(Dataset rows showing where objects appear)
_ _ _ _ _

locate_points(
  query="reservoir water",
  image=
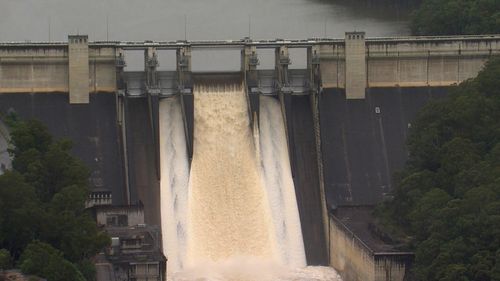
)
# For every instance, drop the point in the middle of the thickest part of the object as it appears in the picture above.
(166, 20)
(194, 19)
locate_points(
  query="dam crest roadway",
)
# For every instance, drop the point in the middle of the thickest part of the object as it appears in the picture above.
(346, 114)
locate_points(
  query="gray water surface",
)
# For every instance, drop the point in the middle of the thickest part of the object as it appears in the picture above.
(165, 20)
(206, 19)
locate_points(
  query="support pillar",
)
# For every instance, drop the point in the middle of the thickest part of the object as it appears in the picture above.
(184, 86)
(355, 63)
(78, 56)
(249, 63)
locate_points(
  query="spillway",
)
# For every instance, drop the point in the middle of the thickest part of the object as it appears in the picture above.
(233, 215)
(174, 183)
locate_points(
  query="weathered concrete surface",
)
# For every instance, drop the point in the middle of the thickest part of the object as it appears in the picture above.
(355, 60)
(360, 256)
(306, 177)
(404, 61)
(78, 56)
(46, 69)
(91, 127)
(362, 148)
(141, 152)
(5, 162)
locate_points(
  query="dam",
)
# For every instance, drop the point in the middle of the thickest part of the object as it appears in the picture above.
(344, 119)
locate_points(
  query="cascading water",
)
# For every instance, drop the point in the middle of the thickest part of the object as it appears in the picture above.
(174, 183)
(279, 183)
(228, 207)
(237, 219)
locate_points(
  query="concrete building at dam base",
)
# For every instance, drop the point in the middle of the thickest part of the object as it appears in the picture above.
(347, 114)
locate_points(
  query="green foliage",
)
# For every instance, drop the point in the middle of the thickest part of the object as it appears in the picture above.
(5, 260)
(447, 199)
(43, 199)
(454, 17)
(43, 260)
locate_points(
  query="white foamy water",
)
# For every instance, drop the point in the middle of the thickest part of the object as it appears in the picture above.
(237, 219)
(277, 176)
(228, 207)
(174, 183)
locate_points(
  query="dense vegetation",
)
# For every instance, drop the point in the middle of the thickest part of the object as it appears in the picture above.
(447, 201)
(453, 17)
(44, 228)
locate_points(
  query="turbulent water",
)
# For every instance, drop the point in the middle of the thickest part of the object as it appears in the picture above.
(279, 183)
(233, 215)
(228, 213)
(174, 183)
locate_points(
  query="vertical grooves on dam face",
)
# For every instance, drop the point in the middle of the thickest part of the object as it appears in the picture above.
(303, 147)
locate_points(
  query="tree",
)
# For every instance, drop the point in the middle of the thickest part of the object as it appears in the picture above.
(43, 221)
(446, 205)
(5, 260)
(43, 260)
(454, 17)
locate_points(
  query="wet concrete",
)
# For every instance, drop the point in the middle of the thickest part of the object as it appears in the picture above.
(92, 128)
(142, 158)
(306, 177)
(363, 141)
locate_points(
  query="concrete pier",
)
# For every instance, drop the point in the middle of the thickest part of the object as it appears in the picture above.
(347, 113)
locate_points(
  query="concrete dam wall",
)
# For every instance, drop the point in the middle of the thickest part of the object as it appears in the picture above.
(347, 113)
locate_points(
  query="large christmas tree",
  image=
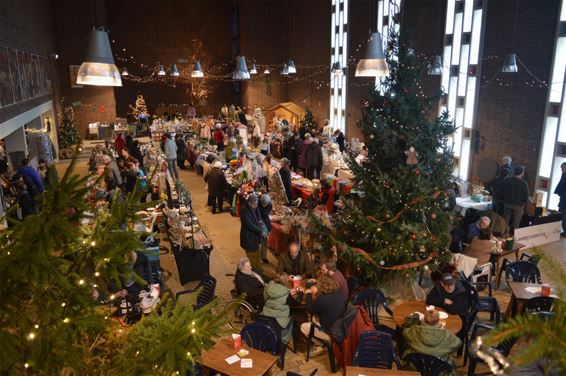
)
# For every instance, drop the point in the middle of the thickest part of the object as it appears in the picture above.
(395, 221)
(68, 132)
(50, 323)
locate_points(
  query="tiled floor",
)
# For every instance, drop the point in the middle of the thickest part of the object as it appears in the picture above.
(224, 230)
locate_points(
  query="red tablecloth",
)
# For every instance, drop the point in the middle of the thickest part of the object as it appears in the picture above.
(277, 240)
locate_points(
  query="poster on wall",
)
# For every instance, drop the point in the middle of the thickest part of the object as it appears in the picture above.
(73, 74)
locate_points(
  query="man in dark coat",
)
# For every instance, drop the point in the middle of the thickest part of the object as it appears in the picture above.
(265, 208)
(217, 185)
(516, 194)
(314, 160)
(294, 146)
(285, 174)
(181, 151)
(253, 230)
(561, 192)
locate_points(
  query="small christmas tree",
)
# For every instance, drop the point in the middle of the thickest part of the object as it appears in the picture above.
(50, 322)
(68, 133)
(140, 109)
(397, 221)
(308, 121)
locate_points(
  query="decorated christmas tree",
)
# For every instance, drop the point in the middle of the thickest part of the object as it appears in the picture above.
(395, 221)
(51, 268)
(308, 121)
(68, 132)
(140, 109)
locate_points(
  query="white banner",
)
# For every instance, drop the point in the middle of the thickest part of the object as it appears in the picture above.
(538, 235)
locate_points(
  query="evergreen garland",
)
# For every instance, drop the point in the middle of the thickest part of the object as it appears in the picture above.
(68, 133)
(396, 219)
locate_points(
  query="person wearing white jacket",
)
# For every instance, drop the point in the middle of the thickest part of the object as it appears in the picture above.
(170, 149)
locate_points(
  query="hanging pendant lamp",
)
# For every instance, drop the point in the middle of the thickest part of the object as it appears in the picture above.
(197, 70)
(98, 68)
(291, 69)
(241, 72)
(435, 69)
(337, 69)
(510, 65)
(373, 63)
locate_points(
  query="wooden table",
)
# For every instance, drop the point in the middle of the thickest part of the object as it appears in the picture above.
(498, 256)
(400, 312)
(214, 359)
(519, 296)
(355, 371)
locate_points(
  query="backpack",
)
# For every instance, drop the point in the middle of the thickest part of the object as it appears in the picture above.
(339, 329)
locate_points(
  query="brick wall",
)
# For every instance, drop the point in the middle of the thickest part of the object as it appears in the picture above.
(510, 113)
(27, 25)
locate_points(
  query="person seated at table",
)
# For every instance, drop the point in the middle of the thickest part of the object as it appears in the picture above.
(250, 282)
(432, 339)
(482, 246)
(450, 295)
(475, 228)
(278, 300)
(294, 262)
(328, 306)
(328, 266)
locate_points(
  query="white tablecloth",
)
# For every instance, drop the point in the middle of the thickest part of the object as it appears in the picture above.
(465, 203)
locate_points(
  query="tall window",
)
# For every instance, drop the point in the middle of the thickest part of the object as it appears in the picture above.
(553, 144)
(338, 53)
(463, 41)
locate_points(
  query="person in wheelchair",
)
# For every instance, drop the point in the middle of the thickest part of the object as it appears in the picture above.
(278, 302)
(251, 283)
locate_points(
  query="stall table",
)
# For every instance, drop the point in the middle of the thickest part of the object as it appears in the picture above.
(214, 359)
(400, 312)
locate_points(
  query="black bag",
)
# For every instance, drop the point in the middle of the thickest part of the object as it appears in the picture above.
(339, 329)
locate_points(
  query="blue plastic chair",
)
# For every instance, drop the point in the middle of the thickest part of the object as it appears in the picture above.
(260, 337)
(372, 299)
(375, 350)
(428, 365)
(206, 295)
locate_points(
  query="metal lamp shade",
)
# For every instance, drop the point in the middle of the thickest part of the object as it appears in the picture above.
(197, 70)
(510, 65)
(435, 68)
(241, 72)
(337, 69)
(174, 70)
(291, 69)
(373, 64)
(98, 68)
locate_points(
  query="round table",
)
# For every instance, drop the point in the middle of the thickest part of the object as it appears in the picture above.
(400, 312)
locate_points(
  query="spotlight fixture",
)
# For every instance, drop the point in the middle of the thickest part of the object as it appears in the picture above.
(197, 70)
(435, 68)
(98, 68)
(241, 72)
(373, 63)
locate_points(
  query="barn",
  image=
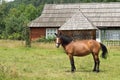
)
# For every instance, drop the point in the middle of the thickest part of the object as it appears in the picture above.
(100, 21)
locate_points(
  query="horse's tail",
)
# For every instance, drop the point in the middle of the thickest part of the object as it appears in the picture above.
(104, 51)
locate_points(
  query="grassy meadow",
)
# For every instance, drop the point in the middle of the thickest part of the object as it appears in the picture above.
(43, 61)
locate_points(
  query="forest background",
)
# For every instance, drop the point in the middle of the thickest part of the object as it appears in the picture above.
(14, 16)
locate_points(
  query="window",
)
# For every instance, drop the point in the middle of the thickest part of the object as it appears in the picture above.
(50, 32)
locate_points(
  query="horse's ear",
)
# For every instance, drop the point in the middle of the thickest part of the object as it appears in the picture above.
(56, 34)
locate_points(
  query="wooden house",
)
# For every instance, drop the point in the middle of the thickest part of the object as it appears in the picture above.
(78, 20)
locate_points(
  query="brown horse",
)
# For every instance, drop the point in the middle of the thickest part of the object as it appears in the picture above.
(81, 48)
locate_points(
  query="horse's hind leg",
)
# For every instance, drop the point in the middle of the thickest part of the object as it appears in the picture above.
(72, 63)
(96, 62)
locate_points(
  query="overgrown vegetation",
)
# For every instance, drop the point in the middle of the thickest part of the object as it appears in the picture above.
(45, 40)
(15, 16)
(43, 61)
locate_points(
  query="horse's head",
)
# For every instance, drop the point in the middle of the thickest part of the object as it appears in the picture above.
(62, 39)
(58, 39)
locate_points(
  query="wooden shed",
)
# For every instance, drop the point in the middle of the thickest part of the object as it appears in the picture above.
(79, 27)
(104, 16)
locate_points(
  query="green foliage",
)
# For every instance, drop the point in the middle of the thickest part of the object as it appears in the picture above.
(43, 39)
(43, 61)
(15, 16)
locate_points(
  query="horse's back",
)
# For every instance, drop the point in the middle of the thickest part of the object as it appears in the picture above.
(82, 47)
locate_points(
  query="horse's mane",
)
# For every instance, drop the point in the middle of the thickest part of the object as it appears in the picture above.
(66, 39)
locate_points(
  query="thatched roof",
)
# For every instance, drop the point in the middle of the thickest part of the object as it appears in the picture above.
(78, 22)
(99, 14)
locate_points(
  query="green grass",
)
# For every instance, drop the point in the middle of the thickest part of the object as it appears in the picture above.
(43, 61)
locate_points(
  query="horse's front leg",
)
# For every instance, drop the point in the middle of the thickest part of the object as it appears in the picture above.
(72, 63)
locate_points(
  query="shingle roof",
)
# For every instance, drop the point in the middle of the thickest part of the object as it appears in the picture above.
(78, 22)
(100, 14)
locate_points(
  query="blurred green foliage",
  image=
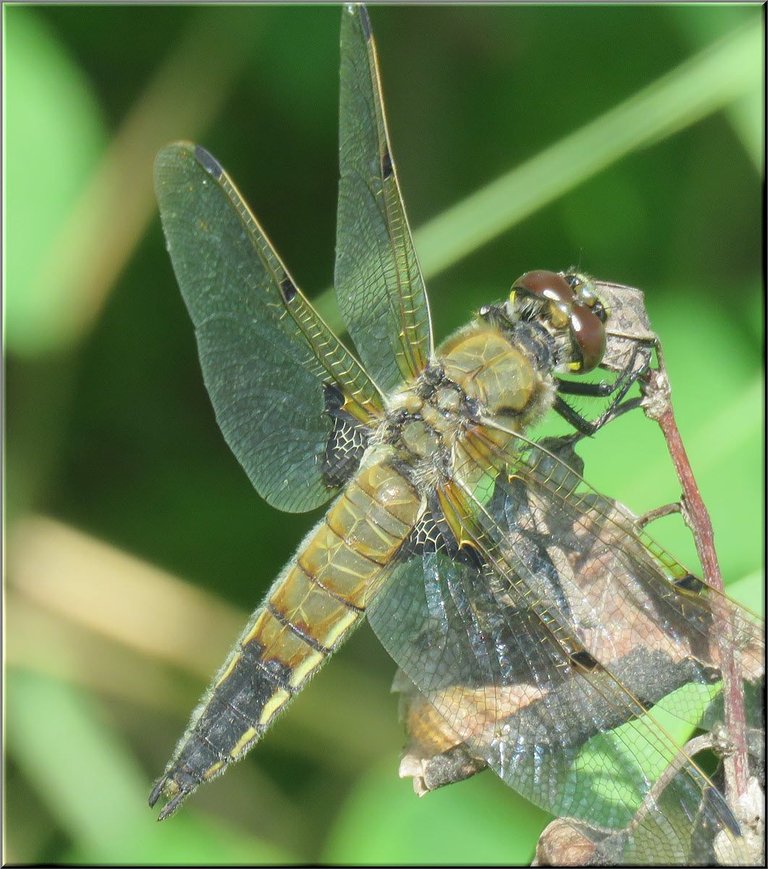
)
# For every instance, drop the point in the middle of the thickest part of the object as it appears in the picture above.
(109, 428)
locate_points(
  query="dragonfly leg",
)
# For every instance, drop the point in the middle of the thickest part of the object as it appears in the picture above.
(637, 366)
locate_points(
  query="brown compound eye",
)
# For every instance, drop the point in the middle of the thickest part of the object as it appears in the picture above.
(572, 304)
(589, 336)
(548, 286)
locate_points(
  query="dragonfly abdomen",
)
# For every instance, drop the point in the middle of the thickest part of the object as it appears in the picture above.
(307, 613)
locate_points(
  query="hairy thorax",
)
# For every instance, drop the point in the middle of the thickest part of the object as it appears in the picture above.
(479, 389)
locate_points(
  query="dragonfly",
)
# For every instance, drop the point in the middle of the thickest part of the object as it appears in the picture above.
(538, 629)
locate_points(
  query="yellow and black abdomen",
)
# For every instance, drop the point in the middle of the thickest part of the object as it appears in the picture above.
(307, 613)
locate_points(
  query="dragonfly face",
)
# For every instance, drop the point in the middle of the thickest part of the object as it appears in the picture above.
(534, 623)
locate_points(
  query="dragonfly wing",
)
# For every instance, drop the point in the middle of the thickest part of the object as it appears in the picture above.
(506, 639)
(280, 381)
(379, 285)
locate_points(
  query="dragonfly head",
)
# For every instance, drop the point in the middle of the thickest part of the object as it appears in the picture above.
(564, 303)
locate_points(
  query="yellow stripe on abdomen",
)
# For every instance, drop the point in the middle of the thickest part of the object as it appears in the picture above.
(306, 615)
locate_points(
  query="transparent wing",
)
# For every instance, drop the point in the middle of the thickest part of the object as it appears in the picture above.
(379, 285)
(268, 359)
(544, 641)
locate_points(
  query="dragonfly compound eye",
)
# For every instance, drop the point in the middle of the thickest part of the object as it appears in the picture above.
(549, 289)
(569, 302)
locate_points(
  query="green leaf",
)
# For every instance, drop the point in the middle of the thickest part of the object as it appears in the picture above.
(54, 135)
(96, 790)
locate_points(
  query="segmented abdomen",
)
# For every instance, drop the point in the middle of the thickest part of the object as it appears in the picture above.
(307, 613)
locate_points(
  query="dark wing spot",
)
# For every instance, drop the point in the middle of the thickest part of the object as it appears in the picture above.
(208, 162)
(288, 289)
(584, 661)
(690, 583)
(347, 441)
(334, 397)
(386, 165)
(433, 534)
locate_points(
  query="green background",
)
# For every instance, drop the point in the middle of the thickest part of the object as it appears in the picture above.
(135, 542)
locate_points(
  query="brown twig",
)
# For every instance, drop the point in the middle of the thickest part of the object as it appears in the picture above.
(658, 406)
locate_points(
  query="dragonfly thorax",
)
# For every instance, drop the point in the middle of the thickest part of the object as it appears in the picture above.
(478, 374)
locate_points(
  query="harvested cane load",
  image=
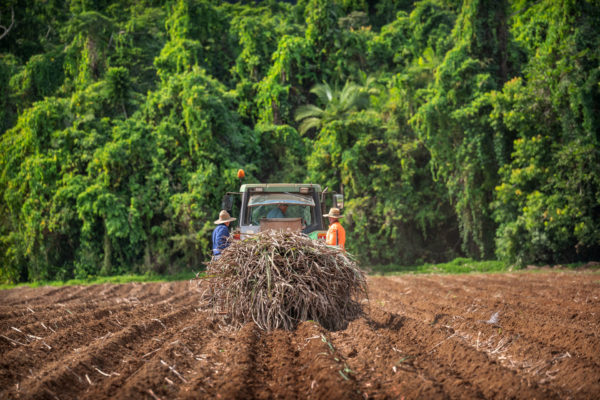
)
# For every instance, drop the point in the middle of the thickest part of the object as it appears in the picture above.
(278, 279)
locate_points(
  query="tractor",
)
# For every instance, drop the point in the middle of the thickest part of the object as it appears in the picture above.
(304, 205)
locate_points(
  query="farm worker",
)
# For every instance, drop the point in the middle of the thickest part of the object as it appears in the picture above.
(221, 233)
(336, 234)
(278, 212)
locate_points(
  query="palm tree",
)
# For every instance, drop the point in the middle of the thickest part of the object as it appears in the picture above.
(336, 105)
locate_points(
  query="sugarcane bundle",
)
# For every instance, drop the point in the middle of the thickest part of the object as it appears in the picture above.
(278, 279)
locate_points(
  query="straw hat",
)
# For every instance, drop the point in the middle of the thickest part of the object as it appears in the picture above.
(224, 217)
(334, 213)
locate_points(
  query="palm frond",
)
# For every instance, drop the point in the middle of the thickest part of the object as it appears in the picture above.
(306, 111)
(309, 123)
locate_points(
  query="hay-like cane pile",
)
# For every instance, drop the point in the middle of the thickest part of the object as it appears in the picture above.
(278, 279)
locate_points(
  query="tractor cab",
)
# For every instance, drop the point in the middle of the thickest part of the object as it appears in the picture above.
(282, 207)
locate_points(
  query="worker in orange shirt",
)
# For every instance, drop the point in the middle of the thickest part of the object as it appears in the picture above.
(336, 235)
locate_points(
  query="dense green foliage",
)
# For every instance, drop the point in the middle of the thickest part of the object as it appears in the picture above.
(453, 128)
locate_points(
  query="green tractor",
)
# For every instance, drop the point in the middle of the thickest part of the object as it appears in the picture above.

_ _ _ _ _

- **Request**
Pull out every line in the rows above that contains the word "roof", and note that case counts.

- **Full response**
  query="thatched roof",
  query="shingle roof",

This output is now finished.